Point localization data:
· · · · · · ·

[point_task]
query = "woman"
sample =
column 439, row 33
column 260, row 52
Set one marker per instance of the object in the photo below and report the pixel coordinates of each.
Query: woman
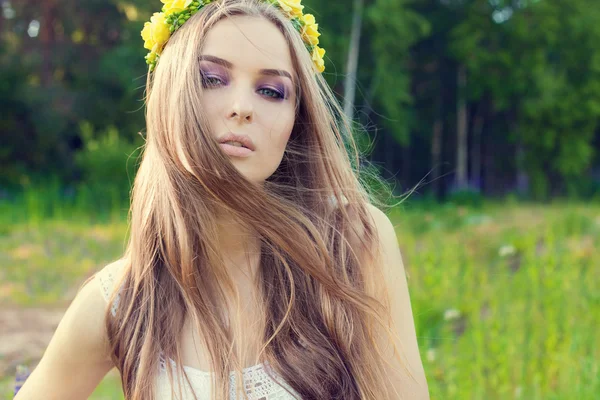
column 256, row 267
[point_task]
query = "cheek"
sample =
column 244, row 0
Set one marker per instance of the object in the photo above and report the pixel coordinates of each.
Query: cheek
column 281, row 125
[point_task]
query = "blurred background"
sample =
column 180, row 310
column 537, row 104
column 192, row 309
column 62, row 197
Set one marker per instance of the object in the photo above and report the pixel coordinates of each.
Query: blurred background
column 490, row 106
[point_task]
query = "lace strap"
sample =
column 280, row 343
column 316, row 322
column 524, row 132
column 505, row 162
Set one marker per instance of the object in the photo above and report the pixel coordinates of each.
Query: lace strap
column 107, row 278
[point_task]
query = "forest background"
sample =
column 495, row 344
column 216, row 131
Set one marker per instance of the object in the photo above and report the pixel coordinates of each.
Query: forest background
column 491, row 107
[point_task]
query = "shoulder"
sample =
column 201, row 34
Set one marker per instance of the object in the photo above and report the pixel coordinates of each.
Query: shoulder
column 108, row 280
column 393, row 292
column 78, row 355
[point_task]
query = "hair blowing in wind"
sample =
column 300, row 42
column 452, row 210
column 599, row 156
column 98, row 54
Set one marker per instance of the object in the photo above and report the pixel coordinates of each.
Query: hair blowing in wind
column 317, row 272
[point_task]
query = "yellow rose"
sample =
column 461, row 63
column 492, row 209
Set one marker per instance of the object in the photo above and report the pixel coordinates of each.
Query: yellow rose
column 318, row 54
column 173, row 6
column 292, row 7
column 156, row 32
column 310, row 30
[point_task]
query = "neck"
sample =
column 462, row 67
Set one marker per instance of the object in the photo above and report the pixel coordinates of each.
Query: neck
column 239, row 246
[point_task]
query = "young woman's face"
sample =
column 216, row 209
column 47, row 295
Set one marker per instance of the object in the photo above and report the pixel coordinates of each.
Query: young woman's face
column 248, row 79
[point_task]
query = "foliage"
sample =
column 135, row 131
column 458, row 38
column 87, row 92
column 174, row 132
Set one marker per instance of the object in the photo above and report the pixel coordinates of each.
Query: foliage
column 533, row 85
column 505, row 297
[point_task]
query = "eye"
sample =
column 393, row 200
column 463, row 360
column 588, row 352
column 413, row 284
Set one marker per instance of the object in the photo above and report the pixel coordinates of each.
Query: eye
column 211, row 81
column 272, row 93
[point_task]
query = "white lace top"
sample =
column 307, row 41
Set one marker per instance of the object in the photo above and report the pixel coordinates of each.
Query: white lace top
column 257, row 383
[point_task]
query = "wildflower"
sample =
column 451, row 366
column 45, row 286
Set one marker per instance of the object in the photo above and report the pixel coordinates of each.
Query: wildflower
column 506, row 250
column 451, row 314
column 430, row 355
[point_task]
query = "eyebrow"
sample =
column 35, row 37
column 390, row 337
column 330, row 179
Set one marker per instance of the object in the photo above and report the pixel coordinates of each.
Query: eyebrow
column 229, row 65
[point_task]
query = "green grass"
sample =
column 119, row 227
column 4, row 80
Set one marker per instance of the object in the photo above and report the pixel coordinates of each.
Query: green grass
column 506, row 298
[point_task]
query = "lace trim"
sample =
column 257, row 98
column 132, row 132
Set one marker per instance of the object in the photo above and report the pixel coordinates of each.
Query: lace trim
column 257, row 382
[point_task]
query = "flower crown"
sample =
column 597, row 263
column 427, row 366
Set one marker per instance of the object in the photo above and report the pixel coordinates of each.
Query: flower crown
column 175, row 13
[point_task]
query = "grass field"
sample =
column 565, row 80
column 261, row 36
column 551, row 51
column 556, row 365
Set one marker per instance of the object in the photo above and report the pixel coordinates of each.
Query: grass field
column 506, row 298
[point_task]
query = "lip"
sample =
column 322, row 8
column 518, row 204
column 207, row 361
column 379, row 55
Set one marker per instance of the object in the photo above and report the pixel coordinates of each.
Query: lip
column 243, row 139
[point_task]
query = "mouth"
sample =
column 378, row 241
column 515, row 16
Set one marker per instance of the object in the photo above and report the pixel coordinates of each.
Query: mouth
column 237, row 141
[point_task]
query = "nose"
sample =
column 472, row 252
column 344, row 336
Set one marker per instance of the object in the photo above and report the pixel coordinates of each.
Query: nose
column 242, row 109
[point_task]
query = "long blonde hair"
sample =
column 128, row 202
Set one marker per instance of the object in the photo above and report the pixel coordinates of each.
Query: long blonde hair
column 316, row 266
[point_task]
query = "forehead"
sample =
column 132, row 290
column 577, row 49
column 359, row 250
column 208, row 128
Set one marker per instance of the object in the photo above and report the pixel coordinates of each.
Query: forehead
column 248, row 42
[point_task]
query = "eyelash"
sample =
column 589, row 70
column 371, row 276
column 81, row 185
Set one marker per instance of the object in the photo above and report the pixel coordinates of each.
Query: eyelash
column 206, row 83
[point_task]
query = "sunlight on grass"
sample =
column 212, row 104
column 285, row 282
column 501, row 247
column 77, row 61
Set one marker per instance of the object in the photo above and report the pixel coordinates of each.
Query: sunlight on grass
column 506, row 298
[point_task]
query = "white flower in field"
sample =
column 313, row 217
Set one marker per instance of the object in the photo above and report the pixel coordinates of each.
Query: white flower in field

· · · · · · ·

» **Exercise**
Of the entries above, repeat exactly the lines from the line with "column 518, row 204" through the line with "column 77, row 61", both of them included.

» **Answer to this exercise**
column 518, row 204
column 207, row 361
column 379, row 55
Set one marker per instance of the object in the photo above and report the pixel coordinates of each.
Query: lip
column 243, row 139
[point_task]
query = "mouth"
sample =
column 378, row 241
column 515, row 16
Set one marker per instance of the object in the photo above and report the pixel coordinates of each.
Query: mouth
column 237, row 141
[point_task]
query = "nose"
sample =
column 472, row 252
column 344, row 336
Set one marker per instance of the object in the photo above and report the pixel coordinates of each.
Query: nose
column 242, row 109
[point_task]
query = "long blonde hair"
sample =
column 128, row 202
Set one marker per instance of the object in the photo above and report the pixel coordinates of each.
Query: long blonde hair
column 316, row 266
[point_task]
query = "forehead"
sample =
column 132, row 290
column 577, row 49
column 359, row 250
column 208, row 128
Set one marker per instance of the object in the photo above and report the pixel coordinates of each.
Query: forehead
column 248, row 42
[point_task]
query = "eyelash"
sample =
column 589, row 70
column 371, row 276
column 81, row 185
Set one marker per instance of the object in the photo above and report the pixel coordinates of each.
Query: eyelash
column 206, row 83
[point_task]
query = "sunlight on grass"
sample =
column 212, row 104
column 285, row 282
column 501, row 247
column 77, row 61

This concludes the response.